Required task a: Could you turn the records, from the line containing "[ ] locate the snow-covered slope" down to the end of the records, into a Markdown table with the columns Row and Line, leaving out blank lines and the pictures?
#### Text section
I’ve been working on one of my personal C++ projects that deals with processing bitmaps. Recently I’ve been thinking about how I use unit tests when I develop software and in particular this project where the data is all about 2D maps and various algorithms.
In my younger days of writing code I’d just write “stuff that worked”. No tests, no version control. It got stuff done, but in the long run hard to maintain. When I was first introduced to writing unit tests it didn’t quite “click”. It felt slow and awkward. I felt it got in the way of “getting stuff done”.
These days I see the value of tests very differently. Not only how it helps long term maintenance, but also because it forces you to slow down and think before committing to writing the business logic. I like test driven development as a design tool to get a better feel of whether the interface makes sense. It also makes it clear when you have undesired dependencies.
########
Required task b:
Answer these questions about the post on unit testing:
(i) What kind of data does the C++ project process?
(ii) What two things were missing when the writer first wrote code?
(iii) What does the writer use test driven development as?
#### Records for this exercise
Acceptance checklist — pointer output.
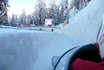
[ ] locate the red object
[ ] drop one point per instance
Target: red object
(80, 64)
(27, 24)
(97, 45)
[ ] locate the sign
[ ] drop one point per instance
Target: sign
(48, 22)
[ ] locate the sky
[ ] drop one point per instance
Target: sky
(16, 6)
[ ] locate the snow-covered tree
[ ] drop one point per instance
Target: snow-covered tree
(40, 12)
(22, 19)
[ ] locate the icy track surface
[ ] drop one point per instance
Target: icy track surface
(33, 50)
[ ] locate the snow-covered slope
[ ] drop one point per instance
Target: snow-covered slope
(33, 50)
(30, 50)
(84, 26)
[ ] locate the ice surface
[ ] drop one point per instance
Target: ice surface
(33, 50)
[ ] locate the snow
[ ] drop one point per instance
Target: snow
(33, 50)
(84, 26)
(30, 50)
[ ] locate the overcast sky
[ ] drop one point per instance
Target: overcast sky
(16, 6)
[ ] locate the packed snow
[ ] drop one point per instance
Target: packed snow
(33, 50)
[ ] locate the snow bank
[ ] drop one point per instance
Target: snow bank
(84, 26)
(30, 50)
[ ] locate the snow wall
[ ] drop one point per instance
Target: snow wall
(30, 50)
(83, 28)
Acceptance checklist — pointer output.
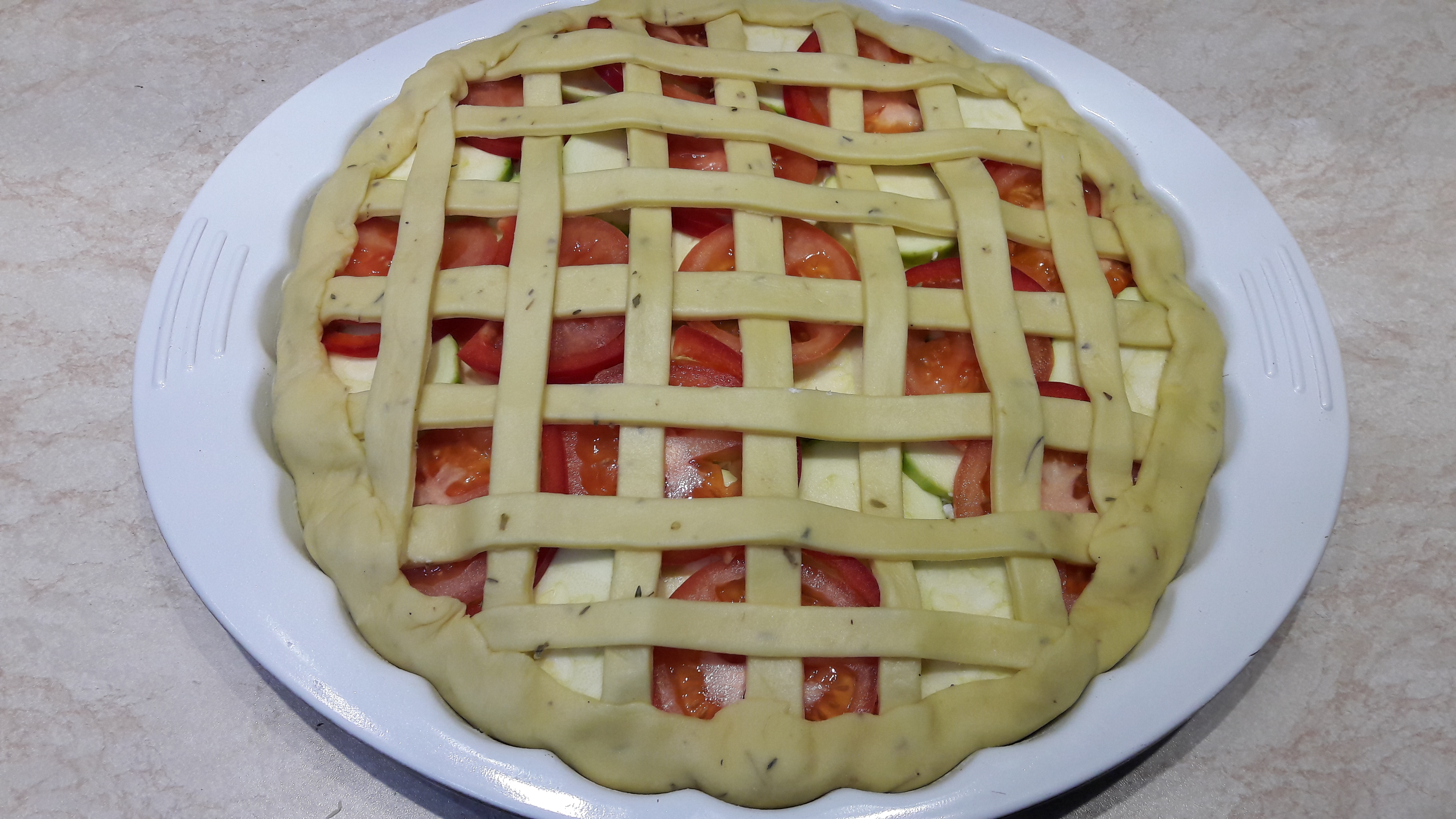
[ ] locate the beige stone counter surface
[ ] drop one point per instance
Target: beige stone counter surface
########
Complete output a:
| Row | Line |
|---|---|
| 1 | [ ] locate the snow-covered slope |
| 2 | [ ] drop one point per instance |
| 3 | Target: snow-covered slope |
| 4 | (33, 50) |
| 5 | (30, 50) |
| 6 | (84, 26) |
| 7 | [ ] locate the ice surface |
| 8 | [ ] drop one point per instance |
| 9 | Target: ice surface |
| 10 | (33, 50) |
| 11 | [ ] locate the snow |
| 12 | [ ] drop one point per instance |
| 13 | Target: snow |
| 14 | (33, 50) |
| 15 | (84, 26) |
| 16 | (30, 50) |
| 17 | [ ] locate the overcast sky |
| 18 | [ ] drop one point per instance |
| 19 | Target: overcast sky |
| 20 | (16, 6) |
| 21 | [ ] locate the packed snow |
| 22 | [ ] drop one point per instance |
| 23 | Target: packed snow |
| 24 | (33, 50) |
| 25 | [ ] locate the snow bank |
| 26 | [ ] drop one point per instance |
| 27 | Target: snow bank |
| 28 | (84, 26) |
| 29 | (30, 50) |
| 30 | [ ] locate the snow wall |
| 31 | [ ] drop one point per instance |
| 32 | Target: snow wall |
| 33 | (30, 50) |
| 34 | (83, 28) |
| 35 | Acceptance checklist — pointer output. |
| 36 | [ ] locate the beige stone counter surface |
| 37 | [ ] drop one point per instance |
| 38 | Target: beige stone counter surface |

Complete output b:
(i) Bitmaps.
(ii) Tests and version control.
(iii) A design tool.